### Data supplied
--------------------------------

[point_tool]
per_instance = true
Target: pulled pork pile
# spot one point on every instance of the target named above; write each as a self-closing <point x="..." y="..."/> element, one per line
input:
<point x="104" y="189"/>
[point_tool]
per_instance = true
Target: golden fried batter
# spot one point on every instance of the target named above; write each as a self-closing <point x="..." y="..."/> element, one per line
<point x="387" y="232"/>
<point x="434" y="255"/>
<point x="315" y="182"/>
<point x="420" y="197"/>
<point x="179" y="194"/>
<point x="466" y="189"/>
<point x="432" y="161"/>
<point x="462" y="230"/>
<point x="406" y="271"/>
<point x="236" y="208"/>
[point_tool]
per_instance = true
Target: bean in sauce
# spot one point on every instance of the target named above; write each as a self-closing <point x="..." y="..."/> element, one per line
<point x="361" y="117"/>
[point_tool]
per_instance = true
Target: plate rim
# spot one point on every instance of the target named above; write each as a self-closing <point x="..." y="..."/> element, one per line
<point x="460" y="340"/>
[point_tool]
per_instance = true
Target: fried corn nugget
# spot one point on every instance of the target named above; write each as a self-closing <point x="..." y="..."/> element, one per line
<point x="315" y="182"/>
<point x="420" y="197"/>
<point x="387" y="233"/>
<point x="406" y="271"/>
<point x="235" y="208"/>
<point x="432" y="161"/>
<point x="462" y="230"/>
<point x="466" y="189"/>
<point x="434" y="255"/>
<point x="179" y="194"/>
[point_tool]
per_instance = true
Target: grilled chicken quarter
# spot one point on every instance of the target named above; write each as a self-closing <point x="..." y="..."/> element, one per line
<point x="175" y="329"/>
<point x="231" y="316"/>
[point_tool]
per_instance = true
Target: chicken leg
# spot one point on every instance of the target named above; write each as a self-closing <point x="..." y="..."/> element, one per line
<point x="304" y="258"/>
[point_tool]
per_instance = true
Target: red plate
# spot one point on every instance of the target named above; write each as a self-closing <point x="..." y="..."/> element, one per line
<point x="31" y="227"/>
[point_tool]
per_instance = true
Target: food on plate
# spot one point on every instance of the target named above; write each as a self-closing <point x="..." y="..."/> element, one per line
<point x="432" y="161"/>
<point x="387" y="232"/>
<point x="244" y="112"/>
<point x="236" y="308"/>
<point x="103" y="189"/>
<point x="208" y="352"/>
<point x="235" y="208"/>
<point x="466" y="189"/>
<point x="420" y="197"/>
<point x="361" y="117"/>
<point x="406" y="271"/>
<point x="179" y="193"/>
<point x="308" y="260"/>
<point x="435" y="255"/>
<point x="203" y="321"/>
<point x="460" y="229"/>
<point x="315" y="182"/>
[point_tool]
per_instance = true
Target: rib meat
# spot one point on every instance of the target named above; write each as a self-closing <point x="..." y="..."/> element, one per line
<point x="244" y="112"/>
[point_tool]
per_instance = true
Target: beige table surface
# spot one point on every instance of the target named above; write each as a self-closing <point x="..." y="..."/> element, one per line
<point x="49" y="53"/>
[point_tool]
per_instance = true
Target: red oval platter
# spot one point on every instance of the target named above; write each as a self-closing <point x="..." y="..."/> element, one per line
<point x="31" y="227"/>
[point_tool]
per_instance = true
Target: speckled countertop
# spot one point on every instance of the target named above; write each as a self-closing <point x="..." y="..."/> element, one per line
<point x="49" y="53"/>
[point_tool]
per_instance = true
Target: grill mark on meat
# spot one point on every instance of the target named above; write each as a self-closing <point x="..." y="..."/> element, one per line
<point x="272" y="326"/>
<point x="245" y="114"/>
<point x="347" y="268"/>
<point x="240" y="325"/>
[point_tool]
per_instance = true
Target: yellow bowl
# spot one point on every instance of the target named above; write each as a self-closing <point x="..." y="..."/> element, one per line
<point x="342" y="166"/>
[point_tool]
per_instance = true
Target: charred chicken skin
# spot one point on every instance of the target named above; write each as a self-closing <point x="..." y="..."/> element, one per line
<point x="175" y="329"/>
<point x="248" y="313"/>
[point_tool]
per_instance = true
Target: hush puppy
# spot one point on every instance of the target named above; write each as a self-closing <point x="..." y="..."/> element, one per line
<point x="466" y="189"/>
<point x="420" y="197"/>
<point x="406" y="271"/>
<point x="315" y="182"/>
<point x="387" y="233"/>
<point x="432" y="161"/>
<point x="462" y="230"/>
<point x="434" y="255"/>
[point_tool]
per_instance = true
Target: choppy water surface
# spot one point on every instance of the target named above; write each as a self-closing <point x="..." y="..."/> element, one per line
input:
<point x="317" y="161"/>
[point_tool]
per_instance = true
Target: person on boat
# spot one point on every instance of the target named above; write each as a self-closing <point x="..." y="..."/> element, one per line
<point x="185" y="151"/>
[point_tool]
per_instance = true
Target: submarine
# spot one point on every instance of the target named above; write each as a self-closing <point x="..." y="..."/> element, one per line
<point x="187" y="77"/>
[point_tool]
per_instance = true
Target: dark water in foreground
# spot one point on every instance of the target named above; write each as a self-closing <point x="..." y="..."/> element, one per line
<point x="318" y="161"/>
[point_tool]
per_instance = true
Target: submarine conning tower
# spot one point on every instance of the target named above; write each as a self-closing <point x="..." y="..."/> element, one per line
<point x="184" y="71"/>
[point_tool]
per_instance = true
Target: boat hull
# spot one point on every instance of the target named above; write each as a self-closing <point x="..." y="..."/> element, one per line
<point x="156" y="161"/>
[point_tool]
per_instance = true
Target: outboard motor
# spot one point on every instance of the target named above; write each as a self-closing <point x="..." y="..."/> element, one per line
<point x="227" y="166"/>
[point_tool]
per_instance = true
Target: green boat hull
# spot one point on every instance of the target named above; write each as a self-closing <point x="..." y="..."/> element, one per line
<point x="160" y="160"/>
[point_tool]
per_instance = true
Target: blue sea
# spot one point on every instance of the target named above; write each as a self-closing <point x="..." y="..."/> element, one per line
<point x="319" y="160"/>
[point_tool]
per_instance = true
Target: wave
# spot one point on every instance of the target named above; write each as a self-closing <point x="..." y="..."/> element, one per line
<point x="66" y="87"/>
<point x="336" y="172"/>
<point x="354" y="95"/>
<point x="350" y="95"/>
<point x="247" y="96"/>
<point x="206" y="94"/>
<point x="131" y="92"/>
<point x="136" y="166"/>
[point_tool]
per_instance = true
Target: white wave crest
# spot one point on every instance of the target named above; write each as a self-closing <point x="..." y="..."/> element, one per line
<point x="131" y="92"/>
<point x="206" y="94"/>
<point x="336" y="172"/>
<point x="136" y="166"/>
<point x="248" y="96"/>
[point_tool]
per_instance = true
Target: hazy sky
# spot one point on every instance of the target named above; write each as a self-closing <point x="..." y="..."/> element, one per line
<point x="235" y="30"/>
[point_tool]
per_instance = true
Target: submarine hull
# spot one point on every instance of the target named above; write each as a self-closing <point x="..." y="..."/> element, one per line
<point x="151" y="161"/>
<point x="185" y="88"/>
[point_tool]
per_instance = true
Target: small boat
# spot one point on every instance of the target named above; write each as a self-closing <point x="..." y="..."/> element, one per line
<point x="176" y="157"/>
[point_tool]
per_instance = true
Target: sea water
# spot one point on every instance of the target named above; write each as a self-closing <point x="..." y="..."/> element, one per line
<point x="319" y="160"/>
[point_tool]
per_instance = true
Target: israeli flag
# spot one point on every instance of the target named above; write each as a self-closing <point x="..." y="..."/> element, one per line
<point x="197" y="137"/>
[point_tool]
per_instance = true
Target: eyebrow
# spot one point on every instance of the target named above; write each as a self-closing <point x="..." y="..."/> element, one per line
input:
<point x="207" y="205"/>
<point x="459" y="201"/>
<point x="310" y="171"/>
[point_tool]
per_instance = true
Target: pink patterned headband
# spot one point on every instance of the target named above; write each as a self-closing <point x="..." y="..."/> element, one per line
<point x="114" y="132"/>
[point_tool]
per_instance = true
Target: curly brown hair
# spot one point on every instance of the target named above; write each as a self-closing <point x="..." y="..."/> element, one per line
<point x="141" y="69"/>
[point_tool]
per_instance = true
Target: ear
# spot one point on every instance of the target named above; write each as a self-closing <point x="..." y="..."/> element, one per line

--------------------------------

### What this task involves
Identify every line in the records above that contains the word "meat", and copy each of those lines in full.

### Full response
Target: rib meat
Target: grill mark on meat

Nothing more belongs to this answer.